== Aim of the exercise ==
Please print all of the material below, word for word.

== Available records ==
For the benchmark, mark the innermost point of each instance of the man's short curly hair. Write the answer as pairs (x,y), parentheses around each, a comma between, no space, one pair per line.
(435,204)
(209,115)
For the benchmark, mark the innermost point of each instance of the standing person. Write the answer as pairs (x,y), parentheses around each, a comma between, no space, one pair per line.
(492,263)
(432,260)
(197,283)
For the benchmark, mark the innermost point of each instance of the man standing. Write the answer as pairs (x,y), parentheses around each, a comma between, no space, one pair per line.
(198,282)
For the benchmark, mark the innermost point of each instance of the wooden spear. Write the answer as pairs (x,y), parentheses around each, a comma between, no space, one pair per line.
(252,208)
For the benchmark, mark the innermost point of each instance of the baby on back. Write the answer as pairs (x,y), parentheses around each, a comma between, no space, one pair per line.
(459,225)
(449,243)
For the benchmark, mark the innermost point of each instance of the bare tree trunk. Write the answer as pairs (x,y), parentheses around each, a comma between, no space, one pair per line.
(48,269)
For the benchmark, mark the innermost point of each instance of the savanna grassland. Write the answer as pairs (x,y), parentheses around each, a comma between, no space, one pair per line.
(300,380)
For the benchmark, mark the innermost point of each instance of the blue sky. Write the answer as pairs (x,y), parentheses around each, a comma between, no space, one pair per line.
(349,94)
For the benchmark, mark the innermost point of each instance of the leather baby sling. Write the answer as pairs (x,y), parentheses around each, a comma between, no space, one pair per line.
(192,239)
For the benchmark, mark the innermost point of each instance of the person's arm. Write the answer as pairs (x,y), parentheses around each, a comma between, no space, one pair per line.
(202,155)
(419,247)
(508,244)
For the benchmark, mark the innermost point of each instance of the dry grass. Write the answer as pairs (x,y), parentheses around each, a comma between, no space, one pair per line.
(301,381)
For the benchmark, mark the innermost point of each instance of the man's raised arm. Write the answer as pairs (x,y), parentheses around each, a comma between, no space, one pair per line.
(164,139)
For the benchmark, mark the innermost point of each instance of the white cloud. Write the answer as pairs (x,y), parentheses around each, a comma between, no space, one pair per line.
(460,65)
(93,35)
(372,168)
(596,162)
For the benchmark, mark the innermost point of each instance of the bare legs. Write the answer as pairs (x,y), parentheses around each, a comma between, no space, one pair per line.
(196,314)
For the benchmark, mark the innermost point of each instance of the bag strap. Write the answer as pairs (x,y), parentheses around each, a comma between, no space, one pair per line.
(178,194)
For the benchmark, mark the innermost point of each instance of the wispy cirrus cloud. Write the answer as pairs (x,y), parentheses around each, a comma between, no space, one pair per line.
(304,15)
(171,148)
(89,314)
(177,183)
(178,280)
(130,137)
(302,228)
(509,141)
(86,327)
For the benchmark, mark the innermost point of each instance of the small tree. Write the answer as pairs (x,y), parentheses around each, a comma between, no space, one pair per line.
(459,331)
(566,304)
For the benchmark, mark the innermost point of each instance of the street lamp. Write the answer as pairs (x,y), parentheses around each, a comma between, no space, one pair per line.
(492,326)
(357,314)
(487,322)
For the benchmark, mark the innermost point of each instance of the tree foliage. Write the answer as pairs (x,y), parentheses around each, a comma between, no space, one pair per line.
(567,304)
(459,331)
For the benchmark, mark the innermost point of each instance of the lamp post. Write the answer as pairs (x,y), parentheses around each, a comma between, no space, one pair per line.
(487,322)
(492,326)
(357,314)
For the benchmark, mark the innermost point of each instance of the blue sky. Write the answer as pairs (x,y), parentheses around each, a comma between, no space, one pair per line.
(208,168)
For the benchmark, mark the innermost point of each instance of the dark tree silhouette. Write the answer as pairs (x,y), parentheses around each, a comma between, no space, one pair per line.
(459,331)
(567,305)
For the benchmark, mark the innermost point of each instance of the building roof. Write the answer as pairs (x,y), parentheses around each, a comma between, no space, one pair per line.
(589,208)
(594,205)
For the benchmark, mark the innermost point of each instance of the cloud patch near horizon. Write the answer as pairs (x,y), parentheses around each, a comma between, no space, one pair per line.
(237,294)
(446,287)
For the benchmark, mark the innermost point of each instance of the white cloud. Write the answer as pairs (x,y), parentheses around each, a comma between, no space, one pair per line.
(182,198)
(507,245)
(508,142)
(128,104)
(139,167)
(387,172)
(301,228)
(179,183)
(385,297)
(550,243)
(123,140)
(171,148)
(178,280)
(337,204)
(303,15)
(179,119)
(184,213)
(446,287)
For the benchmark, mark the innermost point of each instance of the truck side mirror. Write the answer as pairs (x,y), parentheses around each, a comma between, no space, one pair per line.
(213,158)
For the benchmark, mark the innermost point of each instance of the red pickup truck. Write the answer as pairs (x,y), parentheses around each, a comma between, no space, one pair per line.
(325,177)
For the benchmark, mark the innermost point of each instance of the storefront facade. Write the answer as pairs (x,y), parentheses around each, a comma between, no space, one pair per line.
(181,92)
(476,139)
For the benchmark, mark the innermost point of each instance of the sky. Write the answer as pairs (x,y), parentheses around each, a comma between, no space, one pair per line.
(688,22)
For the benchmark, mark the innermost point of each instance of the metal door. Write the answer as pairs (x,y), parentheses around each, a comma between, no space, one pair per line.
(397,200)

== Full response ==
For the benchmark, mark the innermost point of each instance of the man's short curly hair. Write the answer as pairs (x,y), parentheses around each, a comma between, no space, one pair per line.
(435,204)
(209,115)
For the benchmark, mark the innermost point of each instance of the standing person. Write the answer as pairs (x,y), parentheses around each, a comma between, no space, one pair per line.
(492,263)
(432,260)
(197,283)
For the benchmark, mark the innermost point of each instance of the man standing. Write the answer as pairs (x,y), parentheses around each, a comma between, no space, one pair per line.
(198,282)
For the benchmark, mark the innermost point of each instance of the wooden spear. Write the answer as pairs (x,y), parentheses around each, a comma between, no space, one pair per line.
(252,208)
For the benchmark, mark the innermost point of each instance of the baby on back. Write the answer as pairs (x,y), parentheses around each, a comma between, no space, one pair per line.
(459,225)
(449,243)
For the benchmark, mark the innermost point of each instance of the bare tree trunk. Write the answer as pairs (x,y), parentheses around each, a comma between, no space, one pair per line.
(48,269)
For the benchmark, mark the innermost point of each instance of the savanna grassland. Write the answer as pairs (x,y), parentheses around each, a comma between, no space, one pair per line.
(300,380)
For the benchmark, mark the innermost point of each instance of the blue sky. Write the answer as pairs (x,y), parentheses around each, a comma between, no space, one pair per line.
(349,94)
For the benchmark, mark the innermost point of each instance of the leather baby sling. Write the answer as pairs (x,y), parentheses around each, a comma between, no space, one pair per line.
(192,239)
For the benchmark, mark the innermost point of each instance of the person's arm. Write the answer as pairs (x,y), parentheses around each, a comma between, no space, one pair per line.
(202,155)
(419,247)
(508,244)
For the benchmark, mark the innermost point of each instance of the dry grass. Write the answer as pairs (x,y), parentheses around each, a comma between, no space, one pair per line.
(301,381)
For the benchmark, mark the innermost point of each instance of the man's raised arm. Write the answer as pairs (x,y), parentheses around each, a comma between, no space, one pair per line.
(164,139)
For the benchmark, mark the innermost point of each instance of the white cloud. Write the answer as pairs (x,y), parentheses around each, a comma between, no space, one pair per line.
(460,65)
(93,35)
(372,168)
(596,162)
For the benchmark, mark the innermost point of each instance of the bare legs. Write the answer as pairs (x,y), parentheses around each, a comma between, no space, one pair per line.
(196,314)
For the benchmark, mark the innermost point of each instance of the bag strap. Write the answer as pairs (x,y), parentheses around each, a comma between, no space, one pair per line.
(178,194)
For the benchmark, mark the innermost point of each instance of the wispy cirrus cloud. Write the answer as pairs (x,y), parentheses around each, a comma between, no space, one pair per line.
(304,15)
(171,148)
(89,314)
(177,183)
(178,280)
(130,137)
(302,228)
(509,141)
(86,327)
For the benchmark, mark the innermost point of each instance of the small tree. Write the answer as pairs (x,y), parentheses around each, a comma between, no space, one pair per line.
(459,331)
(566,304)
For the benchmark, mark the innermost point of each instance of the street lamp. Write the answer as pairs (x,y), parentheses around each, a comma between, no space, one pair per line.
(492,326)
(357,314)
(487,322)
For the benchmark, mark the innermost point of each instance of the tree foliage. Write the answer as pairs (x,y), parentheses around each, a comma between, no space, one pair per line.
(567,304)
(459,331)
For the benchmark, mark the innermost point of each instance of the lamp post. Write the answer as pairs (x,y), parentheses around each, a comma between, no space, one pair per line.
(487,322)
(492,326)
(357,314)
For the benchmark, mark the innermost point of each instance of the blue sky. Write the answer as pairs (x,y), parentheses around each, a comma between, no space, one pair per line.
(208,168)
For the benchmark, mark the innermost point of each instance of the dark tree silhouette. Write the answer as pairs (x,y), parentheses around each, a comma between, no space, one pair per line.
(459,331)
(567,305)
For the benchmark, mark the innermost point of each instance of the building roof. Write the answer as pairs (x,y), parentheses around each, a comma between, no space, one pair per line.
(589,208)
(594,205)
For the benchmark, mark the innermost point of each instance of the cloud patch near horizon. Write the answer as pairs (x,y), parentheses around each, a comma between, no space, one pair per line.
(237,294)
(446,287)
For the benchmark, mark the innermost point of each instance of the white cloud. Write the answer as pairs (x,y), parentheses around each, a comma between, no space, one pair per line.
(182,198)
(507,245)
(508,142)
(128,104)
(139,167)
(387,172)
(301,228)
(179,183)
(385,297)
(550,243)
(123,140)
(171,148)
(178,280)
(337,204)
(303,15)
(179,119)
(184,213)
(446,287)
For the benchmark, mark the innermost point of each instance of the truck side mirror. Write the answer as pairs (x,y), parentheses around each, a comma between, no space, one pair per line.
(213,158)
For the benchmark, mark the innermost point of each instance of the red pickup truck. Write the answer as pairs (x,y), parentheses around each, a comma between, no space, one pair per line.
(325,177)
For the benchmark, mark the innermost point of each instance of the storefront facade. Write the answer as pairs (x,y), parentheses around each, a comma between, no space, one pair per line.
(181,92)
(476,139)
For the benchmark, mark the innermost point of each instance of the sky. Write the answer as pairs (x,y), parentheses around each, a comma between, no space, one pair per line.
(688,22)
For the benchmark, mark the innermost point of each instance of the metal door. Write the answer as pairs (x,y), parentheses around each, a comma between, no space, one pair per line.
(397,200)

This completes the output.